** Opening DATA FOR THE TASK block **

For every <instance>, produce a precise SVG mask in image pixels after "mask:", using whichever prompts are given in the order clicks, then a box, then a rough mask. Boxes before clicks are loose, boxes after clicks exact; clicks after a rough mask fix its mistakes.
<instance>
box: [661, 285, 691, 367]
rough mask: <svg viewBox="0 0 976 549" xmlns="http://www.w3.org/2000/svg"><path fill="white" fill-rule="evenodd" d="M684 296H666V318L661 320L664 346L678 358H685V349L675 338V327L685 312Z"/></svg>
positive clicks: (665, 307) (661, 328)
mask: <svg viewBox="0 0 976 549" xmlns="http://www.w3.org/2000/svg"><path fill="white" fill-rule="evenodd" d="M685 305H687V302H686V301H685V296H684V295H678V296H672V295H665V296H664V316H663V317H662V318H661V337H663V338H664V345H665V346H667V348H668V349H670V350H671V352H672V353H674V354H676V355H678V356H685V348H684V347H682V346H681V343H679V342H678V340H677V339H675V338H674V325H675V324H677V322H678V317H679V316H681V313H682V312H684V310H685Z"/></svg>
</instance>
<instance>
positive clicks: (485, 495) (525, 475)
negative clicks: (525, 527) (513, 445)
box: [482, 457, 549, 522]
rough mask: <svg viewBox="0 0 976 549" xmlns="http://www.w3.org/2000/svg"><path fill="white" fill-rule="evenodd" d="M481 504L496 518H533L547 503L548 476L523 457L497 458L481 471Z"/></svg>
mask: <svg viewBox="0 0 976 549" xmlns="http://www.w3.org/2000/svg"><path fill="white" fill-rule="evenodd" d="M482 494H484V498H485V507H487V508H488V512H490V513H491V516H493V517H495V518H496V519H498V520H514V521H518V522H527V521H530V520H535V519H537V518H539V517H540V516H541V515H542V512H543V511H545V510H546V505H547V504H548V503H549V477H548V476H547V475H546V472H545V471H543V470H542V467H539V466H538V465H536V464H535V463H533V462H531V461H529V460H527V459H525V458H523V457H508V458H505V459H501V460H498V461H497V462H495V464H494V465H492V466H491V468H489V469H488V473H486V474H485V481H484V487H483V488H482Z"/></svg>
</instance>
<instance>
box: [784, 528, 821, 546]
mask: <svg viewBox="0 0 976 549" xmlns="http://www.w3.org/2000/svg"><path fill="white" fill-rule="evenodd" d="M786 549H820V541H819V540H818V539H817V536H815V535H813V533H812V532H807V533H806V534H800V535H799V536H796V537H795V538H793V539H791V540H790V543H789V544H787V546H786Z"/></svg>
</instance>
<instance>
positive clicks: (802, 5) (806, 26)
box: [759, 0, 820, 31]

** Closing DATA FOR THE TASK block **

# WHAT YOU NEED TO DO
Rewrite all the items, replacing every occurrence of "positive clicks" with "foreground points" and leaving everything else unchanged.

# ANSWER TO THIS PROBLEM
For every <instance>, produce a precise SVG mask in image pixels after "mask:", using whichever prompts are given in the order clicks, then a box, then a rough mask. Boxes before clicks are loose, boxes after clicks exact; clicks after a rough mask fix its mistakes.
<instance>
box: [661, 285, 691, 367]
rough mask: <svg viewBox="0 0 976 549" xmlns="http://www.w3.org/2000/svg"><path fill="white" fill-rule="evenodd" d="M684 296H666V318L661 320L664 346L678 358H685V349L675 338V327L685 312Z"/></svg>
foreground points: (665, 307) (661, 328)
mask: <svg viewBox="0 0 976 549" xmlns="http://www.w3.org/2000/svg"><path fill="white" fill-rule="evenodd" d="M685 305H687V302H686V301H685V296H684V295H678V296H672V295H665V296H664V316H663V317H662V318H661V337H663V338H664V345H665V346H667V348H668V349H670V350H671V352H672V353H674V354H676V355H678V356H685V348H684V347H682V346H681V343H679V342H678V340H677V339H675V338H674V325H675V324H677V322H678V317H679V316H681V313H682V312H684V310H685Z"/></svg>
</instance>
<instance>
foreground points: (485, 495) (525, 475)
negative clicks: (525, 527) (513, 445)
box: [482, 457, 549, 522]
rough mask: <svg viewBox="0 0 976 549" xmlns="http://www.w3.org/2000/svg"><path fill="white" fill-rule="evenodd" d="M481 504L496 518H533L547 503L548 476L523 457L497 458L481 471Z"/></svg>
mask: <svg viewBox="0 0 976 549" xmlns="http://www.w3.org/2000/svg"><path fill="white" fill-rule="evenodd" d="M482 494H484V498H485V507H487V508H488V512H490V513H491V516H493V517H495V518H496V519H498V520H514V521H518V522H527V521H530V520H535V519H537V518H539V517H540V516H541V515H542V512H543V511H545V510H546V505H547V504H548V503H549V477H548V476H547V475H546V472H545V471H543V470H542V467H539V466H538V465H536V464H535V463H533V462H531V461H529V460H527V459H525V458H523V457H508V458H505V459H501V460H498V461H497V462H495V464H494V465H492V466H491V468H489V469H488V473H486V474H485V481H484V487H483V488H482Z"/></svg>
</instance>
<instance>
box: [784, 528, 821, 546]
mask: <svg viewBox="0 0 976 549" xmlns="http://www.w3.org/2000/svg"><path fill="white" fill-rule="evenodd" d="M786 549H820V541H819V540H818V539H817V536H815V535H813V533H812V532H807V533H806V534H800V535H799V536H796V537H795V538H793V539H791V540H790V543H789V544H787V546H786Z"/></svg>
</instance>
<instance>
foreground points: (802, 5) (806, 26)
box: [759, 0, 820, 31]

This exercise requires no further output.